Page text:
──────────────────────────────

# Old School Mercedes Appreciation Thread



## Roly300 (Feb 19, 2007)

Anyone else here with an old school Benz?

My Ride:

1990 E300-24 Sportline

24 Valve 231bhp straight 6

Sportline suspension

Blue leather with walnut trim

Electric everything

Still pulls like a freight train and rides like a hovercraft after 17 years or motoring, much of it with the accelerator buried into the carpet.








on wheels!


----------



## JonW (Mar 23, 2005)

Buggery on wheels? 

















I actually like the 70s solid Mercs, and have a soft sport for the SLs... Ive been toying with getting a 560 SL and redoing it with big wheels etc... Pimp My Merc here we come!


----------



## pauluspaolo (Feb 24, 2003)

My dad's had a few Mercs in the past - the last one he had (can't remember the model number) was lovely to drive (when it worked!) with a big old straight 6 engine (2.6 litres I think??), even with an auto box it went like the clappers. It wasn't even remotely reliable though







! It would work perfectly one day & would be as dead as a doornail the next - having somehow drained its battery overnight - we always suspected the alarm/immobiliser but desoite having it in the garage numerous times a fault was never found. Eventually it gave up the ghost completely & needed a new ECU, this cost my dad Â£1500 to buy & have fitted!! Needless to say he'd lost all faith in the car & part exchanged it soon afterwards for a another Mercedes!! This time a C200 Kompressor which has been reliable so far, it goes well when you boot it but it doesn't have the most refined engine in the world - sounds like a diesel (it isn't) to me. Personally if I'd had the experiences with Mercedes that he'd had I'd have steered well clear of them - it's his money though!

──────────────────────────────

Collected material:
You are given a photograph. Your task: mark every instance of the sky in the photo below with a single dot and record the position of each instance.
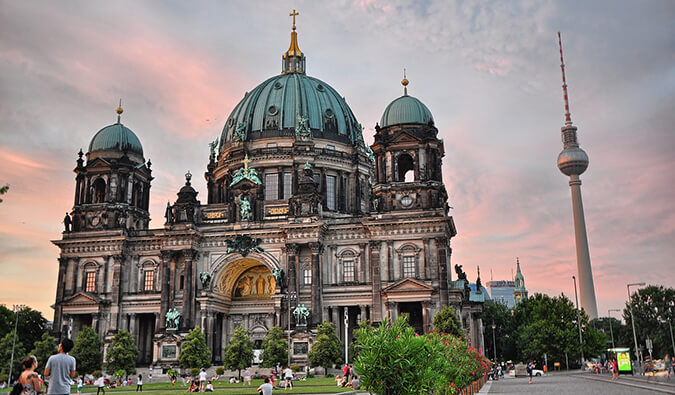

──────────────────────────────

Task to carry out:
Copy the forum thread about old Mercedes cars from above, word for word and in full.

Reply to the exercise:
# Old School Mercedes Appreciation Thread



## Roly300 (Feb 19, 2007)

Anyone else here with an old school Benz?

My Ride:

1990 E300-24 Sportline

24 Valve 231bhp straight 6

Sportline suspension

Blue leather with walnut trim

Electric everything

Still pulls like a freight train and rides like a hovercraft after 17 years or motoring, much of it with the accelerator buried into the carpet.








on wheels!


----------



## JonW (Mar 23, 2005)

Buggery on wheels? 

















I actually like the 70s solid Mercs, and have a soft sport for the SLs... Ive been toying with getting a 560 SL and redoing it with big wheels etc... Pimp My Merc here we come!


----------



## pauluspaolo (Feb 24, 2003)

My dad's had a few Mercs in the past - the last one he had (can't remember the model number) was lovely to drive (when it worked!) with a big old straight 6 engine (2.6 litres I think??), even with an auto box it went like the clappers. It wasn't even remotely reliable though







! It would work perfectly one day & would be as dead as a doornail the next - having somehow drained its battery overnight - we always suspected the alarm/immobiliser but desoite having it in the garage numerous times a fault was never found. Eventually it gave up the ghost completely & needed a new ECU, this cost my dad Â£1500 to buy & have fitted!! Needless to say he'd lost all faith in the car & part exchanged it soon afterwards for a another Mercedes!! This time a C200 Kompressor which has been reliable so far, it goes well when you boot it but it doesn't have the most refined engine in the world - sounds like a diesel (it isn't) to me. Personally if I'd had the experiences with Mercedes that he'd had I'd have steered well clear of them - it's his money though!